— Start DATA LISTING —

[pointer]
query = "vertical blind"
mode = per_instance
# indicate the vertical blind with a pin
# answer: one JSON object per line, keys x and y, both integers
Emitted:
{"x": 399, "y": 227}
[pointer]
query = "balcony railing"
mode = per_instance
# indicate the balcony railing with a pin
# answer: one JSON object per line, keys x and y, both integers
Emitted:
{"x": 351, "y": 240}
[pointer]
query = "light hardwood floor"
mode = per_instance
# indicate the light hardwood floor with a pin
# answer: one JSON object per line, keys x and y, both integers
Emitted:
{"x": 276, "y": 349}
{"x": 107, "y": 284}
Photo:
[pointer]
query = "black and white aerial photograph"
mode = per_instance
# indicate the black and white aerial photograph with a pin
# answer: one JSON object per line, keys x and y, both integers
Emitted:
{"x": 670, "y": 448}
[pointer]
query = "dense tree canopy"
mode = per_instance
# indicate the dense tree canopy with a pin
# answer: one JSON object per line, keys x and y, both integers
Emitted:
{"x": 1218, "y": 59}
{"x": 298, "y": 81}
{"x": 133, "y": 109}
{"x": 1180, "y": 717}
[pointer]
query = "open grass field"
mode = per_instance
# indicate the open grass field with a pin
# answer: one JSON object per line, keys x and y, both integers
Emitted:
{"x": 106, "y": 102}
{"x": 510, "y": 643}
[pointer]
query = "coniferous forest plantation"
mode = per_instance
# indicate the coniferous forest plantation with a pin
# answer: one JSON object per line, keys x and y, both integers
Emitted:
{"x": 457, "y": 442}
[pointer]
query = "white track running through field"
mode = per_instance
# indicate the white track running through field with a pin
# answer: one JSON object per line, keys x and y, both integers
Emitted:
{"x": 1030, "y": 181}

— End DATA LISTING —

▶ [EXERCISE INSTRUCTIONS] Retype all of the entries precisely as they are.

▶ [FINAL RESULT]
[pointer]
query = "vertical blind"
mode = per_instance
# indicate the vertical blind with a pin
# answer: one JSON object per line, keys x and y, both integers
Emitted:
{"x": 399, "y": 227}
[pointer]
query = "balcony railing"
mode = per_instance
# indicate the balcony railing with a pin
# answer: one JSON object per line, keys x and y, both integers
Emitted:
{"x": 351, "y": 240}
[pointer]
query = "light hardwood floor"
mode = per_instance
# indicate the light hardwood floor with a pin
# answer: one JSON object per line, keys x and y, both integers
Emitted:
{"x": 276, "y": 349}
{"x": 107, "y": 284}
Photo:
[pointer]
query = "black and white aerial photograph"
mode = per_instance
# indicate the black and white aerial photograph with a pin
# answer: one JSON object per line, keys x and y, both integers
Emitted:
{"x": 670, "y": 448}
[pointer]
query = "dense tree canopy"
mode = per_instance
# indicate the dense tree canopy with a pin
# answer: one JSON object per line, keys x and y, both integers
Emitted:
{"x": 1218, "y": 59}
{"x": 298, "y": 81}
{"x": 133, "y": 109}
{"x": 1180, "y": 717}
[pointer]
query = "open grass field"
mode = per_instance
# indicate the open grass field with a pin
# answer: one JSON object per line, keys x and y, both integers
Emitted:
{"x": 106, "y": 102}
{"x": 510, "y": 643}
[pointer]
query = "coniferous forest plantation"
mode = per_instance
# indicate the coniferous forest plantation with a pin
# answer: one JSON object per line, keys x and y, both integers
Emitted:
{"x": 457, "y": 442}
[pointer]
query = "white track running through field"
mode = per_instance
# indicate the white track running through field with a pin
# answer: one JSON object per line, keys x and y, both integers
Emitted:
{"x": 1030, "y": 181}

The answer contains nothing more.